***** Texte de lecture

À cela viennent s’ajouter des modes d’organisation et de financement qui ne garantissent pas la pertinence des soins
. Les recommandations dans la prise en charge des patients atteints de certaines pathologies se heurtent encore trop souvent à des problèmes d’applicabilité ou ne sont pas suffisamment prises en compte. Les traitements non-pertinents, observe-t-elle parallèlement, ne sont, quant à eux, pas rares
. Et de donner en exemple la consommation d’antidépresseurs chez les résidents en EHPAD, alors même qu’elle est à éviter chez les personnes âgées. Tous ces dysfonctionnements ont de multiples causes, notamment le manque de coopération et de coordination entre secteurs ambulatoire et hospitalier, et entre secteurs sanitaire et médico-social ; mais aussi les modes de financement qui rémunèrent l’activité plutôt que la qualité ou la pertinence des soins
, dénonce-t-elle.
Agir pour les professionnels
Ces difficultés appellent des réponses urgentes, d’autant plus que la tendance démographique – le vieillissement de la population et son cortège de pathologies chroniques, notamment – menace de faire peser une pression croissante sur le système et les professionnels de santé. D’un point de vue ressources humaines et pour favoriser l’attractivité des métiers, la HAS propose ainsi de :
• rendre attractifs les métiers du social et du médico-social par une revalorisation des métiers et des carrières, de poursuivre les efforts engagés lors du Ségur, notamment auprès des infirmiers et des aides-soignants.

**********

Recopiez le passage du texte qui commence par « Agir pour les » et s'arrête après « et des aides-soignants. », en changeant « urgentes » en « pressantes ».

***** Données fournies

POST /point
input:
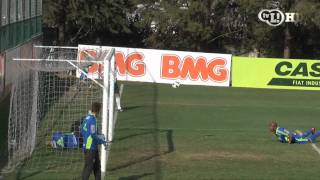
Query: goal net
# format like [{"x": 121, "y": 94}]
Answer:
[{"x": 51, "y": 95}]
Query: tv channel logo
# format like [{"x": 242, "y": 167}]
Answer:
[{"x": 275, "y": 17}]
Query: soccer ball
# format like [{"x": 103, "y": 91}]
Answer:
[{"x": 175, "y": 84}]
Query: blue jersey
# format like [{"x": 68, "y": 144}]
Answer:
[
  {"x": 89, "y": 133},
  {"x": 283, "y": 136}
]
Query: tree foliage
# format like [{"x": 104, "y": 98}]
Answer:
[{"x": 225, "y": 26}]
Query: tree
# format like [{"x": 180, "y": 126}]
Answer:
[{"x": 87, "y": 20}]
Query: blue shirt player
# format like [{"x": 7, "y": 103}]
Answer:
[
  {"x": 91, "y": 140},
  {"x": 289, "y": 137}
]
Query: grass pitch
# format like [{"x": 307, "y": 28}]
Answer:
[{"x": 194, "y": 132}]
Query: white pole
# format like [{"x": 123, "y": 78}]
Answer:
[
  {"x": 105, "y": 115},
  {"x": 111, "y": 99}
]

**********

Réponse attendue:
Agir pour les professionnels
Ces difficultés appellent des réponses pressantes, d’autant plus que la tendance démographique – le vieillissement de la population et son cortège de pathologies chroniques, notamment – menace de faire peser une pression croissante sur le système et les professionnels de santé. D’un point de vue ressources humaines et pour favoriser l’attractivité des métiers, la HAS propose ainsi de :
• rendre attractifs les métiers du social et du médico-social par une revalorisation des métiers et des carrières, de poursuivre les efforts engagés lors du Ségur, notamment auprès des infirmiers et des aides-soignants.